Dettagli esercizio:
Per favore, riscrivi il passo del testo sul trust compreso tra "La distribuzione dei" e "ritenuta in uscita.", estremi inclusi, sostituendo "ritenuta" con "trattenuta".

Testo fornito:

Nella vicenda in scrutinio la ricorrente all’Agenzia delle Entrate, residente in Italia, è indicata tra i beneficiari di un “Trust”. L’istante rappresenta che i Trustee sono due persone fisiche, entrambe residenti negli USA e che sulla scorta dell’atto costitutivo i medesimi Trustee hanno il potere inderogabile di porre in essere pagamenti nonché trasferimenti, di appropriarsi e/o utilizzare il fondo del Trust a giovamento di alcuni o tutti i membri, disponendo attribuzioni nel modo e nella misura che «Trustee ritengano in via generale opportuna».
Attraverso modifica dell’atto costitutivo è stato disposto che in presenza di più trustee «ciascun Trustee può firmare qualsiasi documento per conto del Trust, in modo da determinare una decisione dei fiduciari, e tale firma  sarà, pertanto, vincolante per  il Trust come se tutti i Trustees avessero firmato quel documento».
Il patrimonio e il reddito del Trust devono essere detenuti fino al termine finale di quest’ultimo nell’ interesse della beneficiaria e, qualora quest’ultima deceda prima del termine finale del Trust, in favore e nell’interesse dei suoi discendenti per legge. Il Trust svolge attività di gestione finanziaria per conto dei beneficiari. Nello specifico, il Trust compie operazioni di compravendita di titoli a breve (short term) ed a lungo termine (long term transaction), riportando un elenco di proceeds (ossia proventi da transazioni finanziarie), soggette a tassazione USA ed eventualmente  distribuite. È il medesimo Trust a gestire l’attività finanziaria affidandosi per gli investimenti ad un advisor americano. I proventi del Trust sono da ricondurre a dividendi, plusvalenze  finanziarie e interessi mentre le spese che vengono detratte dai suddetti indici positivi sono quelli inerenti le attività professionali, di assistenza dei Trustee.
La ricorrente all’Amministrazione Finanziaria espone che, sulla scorta della legislazione fiscale americana, il trust presenta le caratteristiche di un “complex” trust, in seno al quale i trustee giovano del potere discrezionale di: – distribuire una quota di reddito del trust (solo ai beneficiari nonché ad enti caritatevoli); – non effettuare alcuna distribuzione.
La distribuzione dei proventi periodici ad opera di un complex trust americano soggiace ad una tassazione gravante sul beneficiario e, qualora quest’ultimo fosse cittadino non americano, l’Amministrazione Finanziaria statunitense applica una ritenuta in uscita.
Nel caso de quo, la ricorrente, residente in Italia, soggiace, in ottemperanza della Convenzione contro le doppie impostazioni Italia/USA[4],  alla ritenuta prevista dall’art. 10[5] del medesimo trattato, che delinea l’applicazione alla misura del 15% inerente all’ammontare lordo.

[Dati di puntamento su oggetti nominati]
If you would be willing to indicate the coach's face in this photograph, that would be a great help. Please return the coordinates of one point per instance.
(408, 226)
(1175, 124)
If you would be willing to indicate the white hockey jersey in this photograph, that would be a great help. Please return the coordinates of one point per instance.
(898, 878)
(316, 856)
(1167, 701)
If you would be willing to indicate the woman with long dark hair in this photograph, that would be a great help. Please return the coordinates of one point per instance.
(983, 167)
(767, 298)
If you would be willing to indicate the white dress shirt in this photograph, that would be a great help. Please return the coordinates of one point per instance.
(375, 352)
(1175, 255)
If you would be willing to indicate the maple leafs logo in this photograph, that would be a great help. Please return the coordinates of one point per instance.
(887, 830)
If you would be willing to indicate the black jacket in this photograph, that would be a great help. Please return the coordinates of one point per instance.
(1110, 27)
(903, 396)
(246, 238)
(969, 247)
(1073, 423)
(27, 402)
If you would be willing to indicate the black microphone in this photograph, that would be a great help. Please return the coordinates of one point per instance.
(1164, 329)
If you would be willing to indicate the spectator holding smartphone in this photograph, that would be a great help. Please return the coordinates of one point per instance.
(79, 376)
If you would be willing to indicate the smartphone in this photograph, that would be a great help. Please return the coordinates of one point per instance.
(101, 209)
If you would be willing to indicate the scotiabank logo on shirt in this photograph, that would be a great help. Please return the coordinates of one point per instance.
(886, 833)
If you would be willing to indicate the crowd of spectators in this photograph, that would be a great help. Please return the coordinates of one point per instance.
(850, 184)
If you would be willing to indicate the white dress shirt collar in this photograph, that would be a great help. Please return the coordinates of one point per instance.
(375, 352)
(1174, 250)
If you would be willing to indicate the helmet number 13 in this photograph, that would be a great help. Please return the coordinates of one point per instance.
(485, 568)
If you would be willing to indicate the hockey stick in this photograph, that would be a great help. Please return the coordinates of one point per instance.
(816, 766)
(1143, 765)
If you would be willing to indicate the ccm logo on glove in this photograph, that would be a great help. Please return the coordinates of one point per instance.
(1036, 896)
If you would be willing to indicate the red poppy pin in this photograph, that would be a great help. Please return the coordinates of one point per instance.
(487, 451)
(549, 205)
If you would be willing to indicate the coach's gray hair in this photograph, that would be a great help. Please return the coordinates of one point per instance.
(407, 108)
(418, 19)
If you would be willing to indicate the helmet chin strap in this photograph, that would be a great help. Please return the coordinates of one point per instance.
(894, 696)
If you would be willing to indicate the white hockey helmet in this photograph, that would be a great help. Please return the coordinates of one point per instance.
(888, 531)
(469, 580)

Risultato esercizio:
La distribuzione dei proventi periodici ad opera di un complex trust americano soggiace ad una tassazione gravante sul beneficiario e, qualora quest’ultimo fosse cittadino non americano, l’Amministrazione Finanziaria statunitense applica una trattenuta in uscita.